**WHAT IS REQUIRED**
Within the material below, locate the line with "Exercise. Mark the black army" and the line with "Exercise. Mark the kettlebell", then return those two lines and all lines between them, exactly as written.

**PROVIDED INFORMATION**
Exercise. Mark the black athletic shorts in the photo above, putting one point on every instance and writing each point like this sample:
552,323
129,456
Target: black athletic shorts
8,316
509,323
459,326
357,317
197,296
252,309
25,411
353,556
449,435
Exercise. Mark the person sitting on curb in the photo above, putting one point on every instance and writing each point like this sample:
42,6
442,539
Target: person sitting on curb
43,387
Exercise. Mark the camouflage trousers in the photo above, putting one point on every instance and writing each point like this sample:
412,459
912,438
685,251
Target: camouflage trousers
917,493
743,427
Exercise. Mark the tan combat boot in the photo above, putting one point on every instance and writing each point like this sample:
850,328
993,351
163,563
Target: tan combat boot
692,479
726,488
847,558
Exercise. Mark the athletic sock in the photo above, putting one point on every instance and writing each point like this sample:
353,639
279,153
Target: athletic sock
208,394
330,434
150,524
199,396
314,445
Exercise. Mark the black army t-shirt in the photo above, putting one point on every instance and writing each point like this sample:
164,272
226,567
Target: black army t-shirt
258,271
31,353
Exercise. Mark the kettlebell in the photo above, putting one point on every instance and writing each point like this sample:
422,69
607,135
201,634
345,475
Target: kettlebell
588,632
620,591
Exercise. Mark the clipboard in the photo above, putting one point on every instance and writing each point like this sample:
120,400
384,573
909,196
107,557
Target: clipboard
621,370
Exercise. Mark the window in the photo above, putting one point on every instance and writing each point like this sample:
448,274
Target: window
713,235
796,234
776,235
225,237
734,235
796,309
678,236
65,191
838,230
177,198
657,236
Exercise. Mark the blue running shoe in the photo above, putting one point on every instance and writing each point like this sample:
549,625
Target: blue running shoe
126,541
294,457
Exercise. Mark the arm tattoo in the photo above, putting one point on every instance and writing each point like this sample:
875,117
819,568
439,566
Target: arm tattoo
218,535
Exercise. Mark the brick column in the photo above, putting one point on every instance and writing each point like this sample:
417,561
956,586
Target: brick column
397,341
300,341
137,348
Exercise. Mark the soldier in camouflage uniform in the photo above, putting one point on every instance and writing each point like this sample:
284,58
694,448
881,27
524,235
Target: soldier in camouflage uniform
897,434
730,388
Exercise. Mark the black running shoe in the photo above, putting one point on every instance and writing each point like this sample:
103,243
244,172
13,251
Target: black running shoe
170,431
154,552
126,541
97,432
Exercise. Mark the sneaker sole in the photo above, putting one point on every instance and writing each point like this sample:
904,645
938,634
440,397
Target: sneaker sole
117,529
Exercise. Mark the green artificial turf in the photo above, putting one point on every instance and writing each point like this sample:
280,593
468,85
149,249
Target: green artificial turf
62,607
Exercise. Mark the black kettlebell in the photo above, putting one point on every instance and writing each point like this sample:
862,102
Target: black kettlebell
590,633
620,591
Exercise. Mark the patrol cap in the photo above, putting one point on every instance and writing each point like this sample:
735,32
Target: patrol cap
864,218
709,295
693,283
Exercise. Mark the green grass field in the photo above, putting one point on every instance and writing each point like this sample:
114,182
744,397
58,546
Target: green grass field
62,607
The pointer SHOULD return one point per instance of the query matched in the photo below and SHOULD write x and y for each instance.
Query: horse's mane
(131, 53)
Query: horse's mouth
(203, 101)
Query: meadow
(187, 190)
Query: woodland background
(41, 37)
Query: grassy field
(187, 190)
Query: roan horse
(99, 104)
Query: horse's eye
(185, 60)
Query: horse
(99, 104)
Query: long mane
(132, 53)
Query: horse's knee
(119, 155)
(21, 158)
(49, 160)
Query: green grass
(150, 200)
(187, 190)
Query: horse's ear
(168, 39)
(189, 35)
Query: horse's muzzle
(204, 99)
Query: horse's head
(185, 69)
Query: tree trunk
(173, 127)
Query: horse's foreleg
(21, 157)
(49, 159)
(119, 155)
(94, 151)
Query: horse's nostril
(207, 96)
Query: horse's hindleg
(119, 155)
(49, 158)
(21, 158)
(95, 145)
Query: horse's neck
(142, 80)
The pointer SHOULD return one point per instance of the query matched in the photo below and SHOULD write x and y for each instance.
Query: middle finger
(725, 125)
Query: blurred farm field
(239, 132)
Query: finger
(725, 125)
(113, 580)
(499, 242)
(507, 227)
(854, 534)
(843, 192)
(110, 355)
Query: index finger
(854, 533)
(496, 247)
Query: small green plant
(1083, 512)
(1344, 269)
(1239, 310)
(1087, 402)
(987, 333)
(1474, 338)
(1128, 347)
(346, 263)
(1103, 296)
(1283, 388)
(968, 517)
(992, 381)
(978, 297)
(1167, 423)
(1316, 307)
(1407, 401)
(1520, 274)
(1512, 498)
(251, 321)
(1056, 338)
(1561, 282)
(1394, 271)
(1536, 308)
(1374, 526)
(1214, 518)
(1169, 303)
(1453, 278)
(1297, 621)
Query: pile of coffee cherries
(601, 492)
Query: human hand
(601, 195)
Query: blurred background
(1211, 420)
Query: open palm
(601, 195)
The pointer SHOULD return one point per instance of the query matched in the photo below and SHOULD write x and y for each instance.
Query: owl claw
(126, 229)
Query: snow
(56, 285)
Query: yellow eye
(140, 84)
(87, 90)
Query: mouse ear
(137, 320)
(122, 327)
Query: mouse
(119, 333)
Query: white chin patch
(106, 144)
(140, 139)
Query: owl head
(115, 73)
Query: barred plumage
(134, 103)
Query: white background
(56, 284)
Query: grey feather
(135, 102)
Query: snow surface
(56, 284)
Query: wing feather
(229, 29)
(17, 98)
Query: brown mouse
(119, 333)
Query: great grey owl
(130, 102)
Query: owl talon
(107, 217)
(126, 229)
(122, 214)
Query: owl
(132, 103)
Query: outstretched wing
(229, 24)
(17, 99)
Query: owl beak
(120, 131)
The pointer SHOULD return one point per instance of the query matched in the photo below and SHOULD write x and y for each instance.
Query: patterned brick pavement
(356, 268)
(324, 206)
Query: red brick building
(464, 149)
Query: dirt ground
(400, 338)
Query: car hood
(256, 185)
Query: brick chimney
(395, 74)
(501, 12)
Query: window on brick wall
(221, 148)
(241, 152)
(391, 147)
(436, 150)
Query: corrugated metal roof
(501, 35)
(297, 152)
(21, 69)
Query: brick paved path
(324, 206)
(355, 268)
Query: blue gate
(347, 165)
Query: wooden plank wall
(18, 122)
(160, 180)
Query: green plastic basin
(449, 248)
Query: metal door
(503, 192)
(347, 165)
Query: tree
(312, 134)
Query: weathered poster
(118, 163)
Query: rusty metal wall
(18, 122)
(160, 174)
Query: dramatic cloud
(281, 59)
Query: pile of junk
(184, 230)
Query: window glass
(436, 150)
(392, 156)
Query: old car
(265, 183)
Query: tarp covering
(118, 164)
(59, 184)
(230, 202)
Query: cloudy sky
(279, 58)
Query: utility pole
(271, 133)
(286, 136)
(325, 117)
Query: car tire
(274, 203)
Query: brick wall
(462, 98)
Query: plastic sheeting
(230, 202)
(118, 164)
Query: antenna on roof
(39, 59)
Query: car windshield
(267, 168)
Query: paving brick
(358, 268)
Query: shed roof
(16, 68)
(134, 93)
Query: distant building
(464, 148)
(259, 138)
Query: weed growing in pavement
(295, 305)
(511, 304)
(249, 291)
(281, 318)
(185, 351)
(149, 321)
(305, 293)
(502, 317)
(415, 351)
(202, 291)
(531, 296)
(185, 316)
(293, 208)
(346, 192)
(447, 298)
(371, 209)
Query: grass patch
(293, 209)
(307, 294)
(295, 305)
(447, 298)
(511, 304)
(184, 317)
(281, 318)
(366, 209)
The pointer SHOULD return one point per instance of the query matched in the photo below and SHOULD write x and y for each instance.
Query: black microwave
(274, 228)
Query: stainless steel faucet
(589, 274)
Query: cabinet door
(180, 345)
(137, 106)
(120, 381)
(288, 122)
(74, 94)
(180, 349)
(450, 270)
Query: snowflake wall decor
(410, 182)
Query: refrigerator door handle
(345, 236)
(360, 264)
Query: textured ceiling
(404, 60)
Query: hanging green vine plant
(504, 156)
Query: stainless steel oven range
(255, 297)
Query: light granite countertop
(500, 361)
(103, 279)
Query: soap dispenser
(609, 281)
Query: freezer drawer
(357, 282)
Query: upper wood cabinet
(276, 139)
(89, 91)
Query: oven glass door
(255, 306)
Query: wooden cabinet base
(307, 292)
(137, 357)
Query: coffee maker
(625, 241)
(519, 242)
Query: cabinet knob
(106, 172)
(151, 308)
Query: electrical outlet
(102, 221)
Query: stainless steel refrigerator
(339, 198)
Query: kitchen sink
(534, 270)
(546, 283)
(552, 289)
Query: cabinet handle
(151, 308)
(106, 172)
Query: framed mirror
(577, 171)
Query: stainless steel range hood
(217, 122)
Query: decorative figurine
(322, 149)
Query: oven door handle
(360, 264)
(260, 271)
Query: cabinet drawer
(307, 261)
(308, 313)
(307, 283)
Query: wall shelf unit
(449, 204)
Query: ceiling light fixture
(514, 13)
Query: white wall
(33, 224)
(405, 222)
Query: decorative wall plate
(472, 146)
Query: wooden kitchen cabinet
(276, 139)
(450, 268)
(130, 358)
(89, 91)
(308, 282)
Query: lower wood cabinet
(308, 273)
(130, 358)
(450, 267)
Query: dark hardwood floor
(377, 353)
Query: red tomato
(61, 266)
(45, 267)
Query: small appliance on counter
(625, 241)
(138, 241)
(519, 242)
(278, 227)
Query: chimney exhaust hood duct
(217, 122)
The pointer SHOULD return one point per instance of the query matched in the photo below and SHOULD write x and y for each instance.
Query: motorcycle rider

**YOUR SOLUTION**
Exercise. Mark the black army t-shirt in the photo above, putting one point on every instance and writing each point like this sample:
164,272
226,567
Target: black army t-shirt
258,271
31,353
Exercise. Mark the kettlebell in the photo above, putting one point on every instance and writing each point like this sample:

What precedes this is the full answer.